Exercise instructions:
The entries are to be duplicated exactly, with nothing left out.

── Data for the task ──

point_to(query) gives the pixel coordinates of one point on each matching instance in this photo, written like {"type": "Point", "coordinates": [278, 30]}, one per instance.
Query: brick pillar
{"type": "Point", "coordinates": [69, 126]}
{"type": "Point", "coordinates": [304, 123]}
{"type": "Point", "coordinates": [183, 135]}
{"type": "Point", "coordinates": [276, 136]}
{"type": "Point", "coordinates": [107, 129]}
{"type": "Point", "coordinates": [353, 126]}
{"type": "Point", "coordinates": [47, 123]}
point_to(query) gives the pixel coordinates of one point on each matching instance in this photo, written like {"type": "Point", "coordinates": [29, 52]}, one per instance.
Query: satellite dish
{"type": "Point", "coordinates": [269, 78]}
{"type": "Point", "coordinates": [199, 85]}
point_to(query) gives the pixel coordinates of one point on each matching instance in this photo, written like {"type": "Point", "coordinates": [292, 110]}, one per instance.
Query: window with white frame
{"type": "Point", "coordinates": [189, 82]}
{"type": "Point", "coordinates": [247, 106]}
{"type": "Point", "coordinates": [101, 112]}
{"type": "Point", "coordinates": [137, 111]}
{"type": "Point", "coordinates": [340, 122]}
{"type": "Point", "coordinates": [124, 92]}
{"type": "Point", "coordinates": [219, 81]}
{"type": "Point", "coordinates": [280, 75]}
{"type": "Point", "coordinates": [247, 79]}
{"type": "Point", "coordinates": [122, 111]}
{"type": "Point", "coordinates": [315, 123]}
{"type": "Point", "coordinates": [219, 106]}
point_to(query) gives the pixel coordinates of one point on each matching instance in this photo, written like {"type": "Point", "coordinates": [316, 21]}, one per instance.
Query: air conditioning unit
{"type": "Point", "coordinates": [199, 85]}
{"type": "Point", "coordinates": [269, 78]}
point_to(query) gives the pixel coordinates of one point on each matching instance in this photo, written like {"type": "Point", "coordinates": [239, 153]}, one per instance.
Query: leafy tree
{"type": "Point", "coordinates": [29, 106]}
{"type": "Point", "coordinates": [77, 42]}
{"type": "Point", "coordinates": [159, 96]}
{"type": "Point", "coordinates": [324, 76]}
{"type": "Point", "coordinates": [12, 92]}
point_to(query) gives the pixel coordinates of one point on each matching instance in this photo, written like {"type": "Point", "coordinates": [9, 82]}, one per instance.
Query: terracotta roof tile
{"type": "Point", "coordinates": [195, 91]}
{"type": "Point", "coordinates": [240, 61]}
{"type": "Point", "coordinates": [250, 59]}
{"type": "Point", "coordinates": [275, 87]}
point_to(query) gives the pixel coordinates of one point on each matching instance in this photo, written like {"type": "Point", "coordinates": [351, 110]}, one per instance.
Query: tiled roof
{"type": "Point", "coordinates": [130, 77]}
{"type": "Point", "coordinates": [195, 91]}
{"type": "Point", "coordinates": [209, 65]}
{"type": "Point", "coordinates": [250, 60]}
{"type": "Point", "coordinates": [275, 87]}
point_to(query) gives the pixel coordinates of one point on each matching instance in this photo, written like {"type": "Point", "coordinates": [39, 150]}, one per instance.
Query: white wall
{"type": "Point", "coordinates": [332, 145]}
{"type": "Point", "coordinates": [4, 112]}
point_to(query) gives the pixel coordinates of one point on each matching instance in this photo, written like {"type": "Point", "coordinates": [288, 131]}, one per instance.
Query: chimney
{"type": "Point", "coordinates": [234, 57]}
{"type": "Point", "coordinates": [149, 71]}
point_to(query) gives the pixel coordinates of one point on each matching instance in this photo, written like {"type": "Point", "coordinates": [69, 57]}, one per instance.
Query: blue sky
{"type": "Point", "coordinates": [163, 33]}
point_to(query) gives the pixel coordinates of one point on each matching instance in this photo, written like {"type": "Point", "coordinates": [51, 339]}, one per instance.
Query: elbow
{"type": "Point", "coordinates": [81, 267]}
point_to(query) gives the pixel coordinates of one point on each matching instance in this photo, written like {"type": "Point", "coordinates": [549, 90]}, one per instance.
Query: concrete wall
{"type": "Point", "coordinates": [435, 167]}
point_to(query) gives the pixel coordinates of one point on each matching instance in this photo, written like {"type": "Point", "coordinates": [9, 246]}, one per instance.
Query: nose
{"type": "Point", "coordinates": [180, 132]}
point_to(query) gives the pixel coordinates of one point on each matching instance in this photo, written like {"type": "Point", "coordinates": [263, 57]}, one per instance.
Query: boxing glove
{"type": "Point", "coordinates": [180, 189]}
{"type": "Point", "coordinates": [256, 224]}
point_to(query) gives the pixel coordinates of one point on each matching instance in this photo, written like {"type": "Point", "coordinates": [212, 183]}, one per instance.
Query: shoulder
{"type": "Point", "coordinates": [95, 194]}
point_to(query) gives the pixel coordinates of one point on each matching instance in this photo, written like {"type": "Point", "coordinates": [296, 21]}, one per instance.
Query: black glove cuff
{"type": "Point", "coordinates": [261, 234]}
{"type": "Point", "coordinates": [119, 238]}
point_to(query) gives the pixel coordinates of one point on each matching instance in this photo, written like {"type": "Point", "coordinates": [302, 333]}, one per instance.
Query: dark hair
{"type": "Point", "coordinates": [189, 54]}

───

Output of the task:
point_to(query) gives the pixel coordinates of one point on each matching instance in this photo, written like {"type": "Point", "coordinates": [278, 30]}, one per instance.
Query: brick pillar
{"type": "Point", "coordinates": [69, 126]}
{"type": "Point", "coordinates": [304, 123]}
{"type": "Point", "coordinates": [183, 135]}
{"type": "Point", "coordinates": [276, 136]}
{"type": "Point", "coordinates": [107, 129]}
{"type": "Point", "coordinates": [353, 126]}
{"type": "Point", "coordinates": [47, 123]}
point_to(query) gives the pixel coordinates of one point on each matching instance in this photo, written like {"type": "Point", "coordinates": [29, 52]}, one per instance.
Query: satellite dish
{"type": "Point", "coordinates": [269, 78]}
{"type": "Point", "coordinates": [199, 85]}
point_to(query) gives the pixel coordinates of one point on each matching instance in this photo, written like {"type": "Point", "coordinates": [292, 110]}, one per instance.
Query: window with white frame
{"type": "Point", "coordinates": [189, 82]}
{"type": "Point", "coordinates": [247, 106]}
{"type": "Point", "coordinates": [101, 112]}
{"type": "Point", "coordinates": [137, 111]}
{"type": "Point", "coordinates": [340, 122]}
{"type": "Point", "coordinates": [124, 92]}
{"type": "Point", "coordinates": [219, 81]}
{"type": "Point", "coordinates": [280, 75]}
{"type": "Point", "coordinates": [247, 79]}
{"type": "Point", "coordinates": [122, 111]}
{"type": "Point", "coordinates": [315, 123]}
{"type": "Point", "coordinates": [219, 106]}
point_to(query) gives the pixel coordinates of one point on each matching instance in this photo, written like {"type": "Point", "coordinates": [316, 21]}, one per instance.
Query: air conditioning unit
{"type": "Point", "coordinates": [199, 85]}
{"type": "Point", "coordinates": [269, 78]}
point_to(query) gives the pixel coordinates of one point on each matching instance in this photo, written like {"type": "Point", "coordinates": [239, 153]}, one per instance.
Query: leafy tree
{"type": "Point", "coordinates": [29, 106]}
{"type": "Point", "coordinates": [77, 42]}
{"type": "Point", "coordinates": [159, 96]}
{"type": "Point", "coordinates": [324, 76]}
{"type": "Point", "coordinates": [12, 92]}
point_to(query) gives the pixel coordinates of one point on each matching instance in this photo, written like {"type": "Point", "coordinates": [9, 82]}, one per instance.
Query: terracotta roof tile
{"type": "Point", "coordinates": [195, 91]}
{"type": "Point", "coordinates": [240, 61]}
{"type": "Point", "coordinates": [250, 59]}
{"type": "Point", "coordinates": [275, 87]}
point_to(query) gives the pixel coordinates of one point on each matching instance in this photo, written like {"type": "Point", "coordinates": [351, 110]}, one per instance.
Query: tiled roof
{"type": "Point", "coordinates": [130, 77]}
{"type": "Point", "coordinates": [195, 91]}
{"type": "Point", "coordinates": [209, 65]}
{"type": "Point", "coordinates": [250, 60]}
{"type": "Point", "coordinates": [275, 87]}
point_to(query) gives the pixel coordinates of one point on each matching instance in this photo, written like {"type": "Point", "coordinates": [39, 150]}, one per instance.
Query: white wall
{"type": "Point", "coordinates": [332, 145]}
{"type": "Point", "coordinates": [4, 112]}
point_to(query) gives the pixel coordinates of one point on each matching instance in this photo, written like {"type": "Point", "coordinates": [288, 131]}, one per instance.
Query: chimney
{"type": "Point", "coordinates": [234, 57]}
{"type": "Point", "coordinates": [149, 71]}
point_to(query) gives the pixel coordinates of one point on each matching instance in this photo, written like {"type": "Point", "coordinates": [69, 57]}, one per instance.
Query: blue sky
{"type": "Point", "coordinates": [163, 33]}
point_to(query) gives the pixel coordinates of one point on each matching instance in this photo, written like {"type": "Point", "coordinates": [51, 339]}, one per instance.
Query: elbow
{"type": "Point", "coordinates": [81, 267]}
point_to(query) gives the pixel coordinates of one point on each matching instance in this photo, written like {"type": "Point", "coordinates": [549, 90]}, one per instance.
Query: concrete wall
{"type": "Point", "coordinates": [435, 167]}
point_to(query) gives the pixel coordinates of one point on each matching instance in this photo, written like {"type": "Point", "coordinates": [9, 246]}, one per instance.
Query: nose
{"type": "Point", "coordinates": [180, 132]}
point_to(query) gives the pixel coordinates of one point on each matching instance in this photo, written like {"type": "Point", "coordinates": [263, 57]}, one per instance.
Query: boxing glove
{"type": "Point", "coordinates": [180, 189]}
{"type": "Point", "coordinates": [256, 224]}
point_to(query) gives the pixel coordinates of one point on each matching instance in this photo, written like {"type": "Point", "coordinates": [212, 183]}, one per instance.
Query: shoulder
{"type": "Point", "coordinates": [95, 194]}
point_to(query) gives the pixel coordinates of one point on each matching instance in this photo, written like {"type": "Point", "coordinates": [296, 21]}, one per instance.
Query: black glove cuff
{"type": "Point", "coordinates": [261, 234]}
{"type": "Point", "coordinates": [119, 238]}
point_to(query) gives the pixel coordinates of one point on each matching instance in this photo, written like {"type": "Point", "coordinates": [302, 333]}, one per instance.
Query: dark hair
{"type": "Point", "coordinates": [189, 54]}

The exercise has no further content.